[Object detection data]

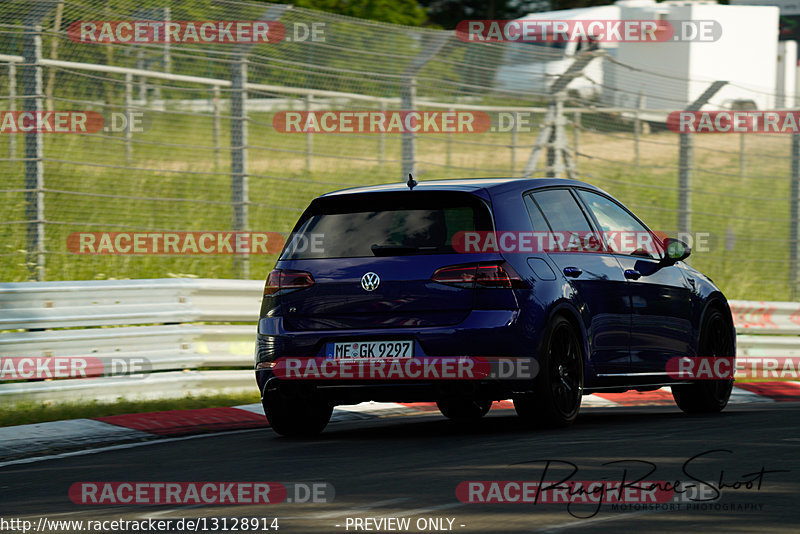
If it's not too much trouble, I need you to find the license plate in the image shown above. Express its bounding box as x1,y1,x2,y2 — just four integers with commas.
326,341,414,360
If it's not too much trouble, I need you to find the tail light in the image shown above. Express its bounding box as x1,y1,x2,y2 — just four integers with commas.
431,261,528,289
264,269,314,295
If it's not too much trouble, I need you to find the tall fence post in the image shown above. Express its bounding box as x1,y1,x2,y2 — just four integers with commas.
211,85,221,171
572,111,581,174
8,61,17,160
400,32,455,181
22,0,57,281
739,134,747,180
125,72,133,165
400,78,417,178
789,134,800,300
678,134,694,234
378,100,386,168
444,108,456,170
633,92,645,169
522,51,598,179
228,4,291,278
511,111,519,178
231,55,250,278
678,81,728,240
305,95,314,174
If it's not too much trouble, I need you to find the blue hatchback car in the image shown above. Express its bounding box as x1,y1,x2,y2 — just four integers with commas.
255,179,735,435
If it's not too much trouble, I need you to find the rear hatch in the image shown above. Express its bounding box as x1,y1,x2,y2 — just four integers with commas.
265,191,497,331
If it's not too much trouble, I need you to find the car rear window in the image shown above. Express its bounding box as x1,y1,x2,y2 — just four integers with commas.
281,191,493,260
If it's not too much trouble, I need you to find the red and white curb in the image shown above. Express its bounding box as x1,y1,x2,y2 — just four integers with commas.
0,382,800,462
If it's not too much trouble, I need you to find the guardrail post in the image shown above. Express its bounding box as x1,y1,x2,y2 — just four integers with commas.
22,0,57,281
789,134,800,300
231,55,250,278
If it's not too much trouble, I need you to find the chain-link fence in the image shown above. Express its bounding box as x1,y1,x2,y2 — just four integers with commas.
0,0,800,300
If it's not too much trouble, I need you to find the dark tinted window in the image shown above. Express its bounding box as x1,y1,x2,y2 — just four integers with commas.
525,195,550,232
281,191,492,259
533,189,591,236
580,191,660,258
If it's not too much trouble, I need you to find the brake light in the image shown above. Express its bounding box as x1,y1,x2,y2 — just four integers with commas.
264,269,314,295
431,262,528,289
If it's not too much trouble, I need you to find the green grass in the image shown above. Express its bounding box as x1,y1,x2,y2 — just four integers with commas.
0,107,793,300
0,391,260,427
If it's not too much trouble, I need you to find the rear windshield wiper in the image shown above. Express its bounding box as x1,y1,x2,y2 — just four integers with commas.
370,244,438,256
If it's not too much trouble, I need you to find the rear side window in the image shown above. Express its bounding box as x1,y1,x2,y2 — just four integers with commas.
533,189,592,232
525,195,550,232
281,191,493,260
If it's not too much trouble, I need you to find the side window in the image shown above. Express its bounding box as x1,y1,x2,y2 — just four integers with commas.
580,191,660,258
525,195,550,232
531,189,592,250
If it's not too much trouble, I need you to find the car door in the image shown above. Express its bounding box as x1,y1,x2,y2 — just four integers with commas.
578,189,692,376
525,188,630,374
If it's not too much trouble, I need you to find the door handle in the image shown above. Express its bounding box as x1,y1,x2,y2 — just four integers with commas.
625,269,642,280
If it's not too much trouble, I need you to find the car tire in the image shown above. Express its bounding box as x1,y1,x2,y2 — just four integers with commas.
514,316,583,428
436,399,492,421
672,309,735,413
261,392,333,437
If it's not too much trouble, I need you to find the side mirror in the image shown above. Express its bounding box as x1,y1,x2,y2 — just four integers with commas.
661,237,692,265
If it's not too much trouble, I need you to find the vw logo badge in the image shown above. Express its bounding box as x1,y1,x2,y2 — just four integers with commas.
361,272,381,291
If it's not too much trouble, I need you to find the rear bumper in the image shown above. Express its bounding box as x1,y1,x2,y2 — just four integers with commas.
256,371,531,405
255,310,538,404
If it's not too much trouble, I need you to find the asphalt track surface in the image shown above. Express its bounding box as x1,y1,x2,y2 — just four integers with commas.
0,403,800,533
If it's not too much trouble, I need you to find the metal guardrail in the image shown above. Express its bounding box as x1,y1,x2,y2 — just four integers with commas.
0,279,800,403
0,279,264,402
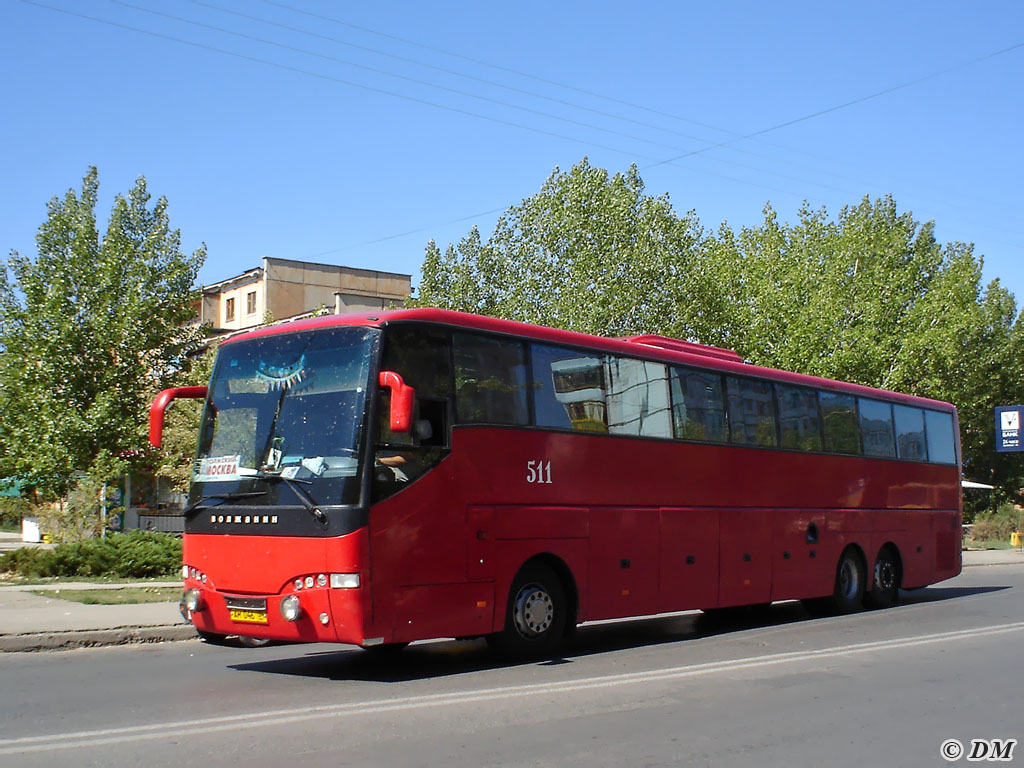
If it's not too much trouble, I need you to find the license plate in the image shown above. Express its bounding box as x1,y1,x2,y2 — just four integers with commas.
227,608,267,624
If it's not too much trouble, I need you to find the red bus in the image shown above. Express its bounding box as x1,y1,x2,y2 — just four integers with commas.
151,309,962,654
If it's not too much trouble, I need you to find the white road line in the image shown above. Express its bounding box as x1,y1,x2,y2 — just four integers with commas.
0,622,1024,755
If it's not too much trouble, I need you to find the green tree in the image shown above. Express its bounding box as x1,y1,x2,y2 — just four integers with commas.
720,197,1024,512
0,168,206,498
409,160,705,336
409,160,1024,512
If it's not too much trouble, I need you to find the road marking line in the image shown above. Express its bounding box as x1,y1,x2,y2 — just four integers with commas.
0,622,1024,755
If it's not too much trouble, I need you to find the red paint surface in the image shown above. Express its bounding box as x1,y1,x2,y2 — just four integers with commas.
185,310,961,643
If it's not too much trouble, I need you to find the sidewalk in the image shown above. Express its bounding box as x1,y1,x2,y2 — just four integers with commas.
0,550,1024,652
0,582,196,651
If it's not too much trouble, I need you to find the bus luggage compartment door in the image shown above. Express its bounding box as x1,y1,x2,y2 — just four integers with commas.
718,509,772,607
466,507,495,582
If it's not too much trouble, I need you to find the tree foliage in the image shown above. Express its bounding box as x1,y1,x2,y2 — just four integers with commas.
0,168,206,497
410,160,1024,512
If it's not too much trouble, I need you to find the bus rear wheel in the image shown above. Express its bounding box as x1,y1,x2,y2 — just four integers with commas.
487,562,568,658
831,549,864,613
864,547,900,608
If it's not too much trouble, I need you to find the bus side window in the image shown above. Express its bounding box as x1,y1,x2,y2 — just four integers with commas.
775,384,821,451
453,333,529,425
725,376,777,447
857,397,896,459
378,325,452,446
672,368,729,442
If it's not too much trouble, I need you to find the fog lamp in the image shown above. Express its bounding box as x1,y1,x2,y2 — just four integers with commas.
181,589,203,613
281,595,302,622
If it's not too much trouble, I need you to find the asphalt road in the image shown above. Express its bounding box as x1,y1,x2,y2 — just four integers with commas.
0,565,1024,768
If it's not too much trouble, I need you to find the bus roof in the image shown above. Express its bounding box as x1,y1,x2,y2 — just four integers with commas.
221,308,954,411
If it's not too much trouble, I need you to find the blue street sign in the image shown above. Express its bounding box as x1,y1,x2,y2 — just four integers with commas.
995,406,1024,454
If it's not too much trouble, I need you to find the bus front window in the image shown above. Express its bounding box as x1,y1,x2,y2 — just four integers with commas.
193,328,377,506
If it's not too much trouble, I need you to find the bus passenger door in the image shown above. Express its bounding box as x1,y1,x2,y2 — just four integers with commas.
718,509,773,607
768,510,835,600
657,507,718,612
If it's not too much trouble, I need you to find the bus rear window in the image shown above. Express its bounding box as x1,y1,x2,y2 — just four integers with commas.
925,411,956,464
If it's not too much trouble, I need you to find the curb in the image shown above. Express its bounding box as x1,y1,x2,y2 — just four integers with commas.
0,624,198,653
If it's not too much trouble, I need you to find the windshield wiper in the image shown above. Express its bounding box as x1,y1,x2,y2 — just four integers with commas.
258,472,327,528
181,490,266,517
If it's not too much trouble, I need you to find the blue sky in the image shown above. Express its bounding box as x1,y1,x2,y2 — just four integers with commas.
0,0,1024,307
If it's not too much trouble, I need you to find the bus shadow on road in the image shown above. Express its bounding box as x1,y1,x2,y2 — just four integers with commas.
229,586,1011,683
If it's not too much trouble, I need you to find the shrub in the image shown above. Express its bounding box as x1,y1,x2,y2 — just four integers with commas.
971,504,1024,542
0,497,31,530
0,530,181,579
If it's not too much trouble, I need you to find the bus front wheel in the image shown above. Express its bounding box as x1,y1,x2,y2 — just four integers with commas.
487,562,568,658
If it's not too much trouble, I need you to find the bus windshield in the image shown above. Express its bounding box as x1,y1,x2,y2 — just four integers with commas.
193,328,377,506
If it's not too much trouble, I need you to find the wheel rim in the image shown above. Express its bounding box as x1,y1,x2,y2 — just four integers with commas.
874,559,896,592
512,584,555,639
839,559,860,600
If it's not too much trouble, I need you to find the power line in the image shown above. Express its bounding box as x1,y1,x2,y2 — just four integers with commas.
253,0,1024,222
643,39,1024,168
23,0,1024,257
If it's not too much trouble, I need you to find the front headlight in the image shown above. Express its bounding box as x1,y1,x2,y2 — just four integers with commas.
181,589,203,613
281,595,302,622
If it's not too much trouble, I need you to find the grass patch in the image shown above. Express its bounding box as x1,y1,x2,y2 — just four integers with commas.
967,539,1020,549
30,587,181,605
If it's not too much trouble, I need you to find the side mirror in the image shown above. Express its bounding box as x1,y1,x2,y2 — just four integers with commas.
150,387,206,447
378,371,416,432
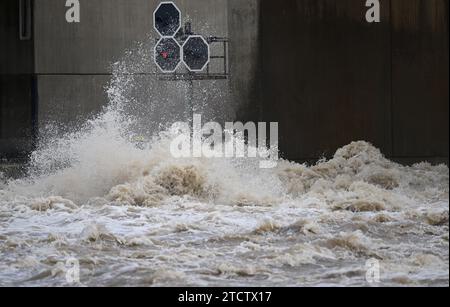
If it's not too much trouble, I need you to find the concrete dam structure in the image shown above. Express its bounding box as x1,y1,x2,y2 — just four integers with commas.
0,0,450,288
0,0,449,163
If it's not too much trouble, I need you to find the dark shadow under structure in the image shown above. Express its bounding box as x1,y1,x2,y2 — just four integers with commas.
258,0,449,163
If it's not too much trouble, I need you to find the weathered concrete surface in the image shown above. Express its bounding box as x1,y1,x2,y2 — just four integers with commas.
38,75,110,131
261,0,449,162
228,0,262,121
35,0,235,130
35,0,227,74
0,0,34,74
261,0,392,160
392,0,449,158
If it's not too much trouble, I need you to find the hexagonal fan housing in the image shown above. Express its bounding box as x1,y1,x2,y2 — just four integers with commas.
183,35,210,72
153,2,181,36
155,37,181,73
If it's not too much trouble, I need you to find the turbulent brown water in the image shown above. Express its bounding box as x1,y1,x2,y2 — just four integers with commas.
0,39,449,286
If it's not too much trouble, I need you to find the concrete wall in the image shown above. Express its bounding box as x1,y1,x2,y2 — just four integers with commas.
0,0,35,160
35,0,233,133
260,0,449,162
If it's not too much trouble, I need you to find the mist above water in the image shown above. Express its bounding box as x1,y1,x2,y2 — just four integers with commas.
0,39,449,286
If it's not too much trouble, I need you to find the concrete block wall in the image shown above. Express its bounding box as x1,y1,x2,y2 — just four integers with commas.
35,0,232,134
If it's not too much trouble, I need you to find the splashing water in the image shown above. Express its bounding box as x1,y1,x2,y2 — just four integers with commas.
0,39,449,286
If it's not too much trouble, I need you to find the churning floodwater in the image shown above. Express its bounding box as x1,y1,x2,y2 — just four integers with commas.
0,39,449,286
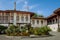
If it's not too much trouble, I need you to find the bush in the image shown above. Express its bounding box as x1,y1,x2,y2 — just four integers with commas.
5,25,20,36
32,26,51,35
0,25,7,34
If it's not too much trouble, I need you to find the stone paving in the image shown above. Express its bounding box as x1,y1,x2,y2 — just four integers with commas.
0,32,60,40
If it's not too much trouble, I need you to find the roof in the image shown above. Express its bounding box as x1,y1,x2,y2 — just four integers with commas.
31,17,46,19
0,10,34,15
54,8,60,13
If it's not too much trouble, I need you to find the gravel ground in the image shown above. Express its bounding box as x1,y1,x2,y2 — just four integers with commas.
0,32,60,40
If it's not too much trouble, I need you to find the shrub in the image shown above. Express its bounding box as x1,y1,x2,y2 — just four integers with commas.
32,26,51,35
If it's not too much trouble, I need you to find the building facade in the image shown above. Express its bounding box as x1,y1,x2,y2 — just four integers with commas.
0,8,60,31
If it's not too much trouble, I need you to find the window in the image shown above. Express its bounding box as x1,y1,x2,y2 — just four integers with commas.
6,13,10,16
2,13,4,16
37,20,39,24
56,19,57,23
16,16,19,21
53,20,54,24
26,16,28,21
41,21,43,24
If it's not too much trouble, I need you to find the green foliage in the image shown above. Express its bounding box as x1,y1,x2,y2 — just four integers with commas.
32,26,51,35
33,13,44,17
0,25,7,33
6,25,20,36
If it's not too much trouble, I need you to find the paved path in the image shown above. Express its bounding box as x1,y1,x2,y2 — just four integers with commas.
0,32,60,40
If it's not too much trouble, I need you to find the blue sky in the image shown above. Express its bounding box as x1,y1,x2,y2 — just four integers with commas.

• **Aim of the task**:
Reproduce the lines of the entries above exactly, but only from the line containing "find the window" through the final line.

• **Answer**:
If it's not too much trouble, I need you to find the window in the image shown above. Express its bounding box as x1,y1,x2,y2 — just four integers with commas.
6,13,10,16
2,13,4,16
37,20,39,24
56,19,57,23
16,16,19,21
53,20,54,24
26,16,28,21
41,21,43,24
If it's not too much trouble, I need you to find the green foliage in the image shown above. Express its bounding box as x1,y1,x2,y2 — just four integers with commas.
32,26,51,35
33,13,44,17
0,25,7,33
6,25,20,36
If it's not too much trouble, I need you to find the paved path in the image shown above. Express its bounding box as x1,y1,x2,y2 — just four integers with commas.
0,32,60,40
If it's not too much trouble, I need you to find the blue sky in the image shown above. Express its bounding box as x1,y1,x2,y2 — just four integers with commas.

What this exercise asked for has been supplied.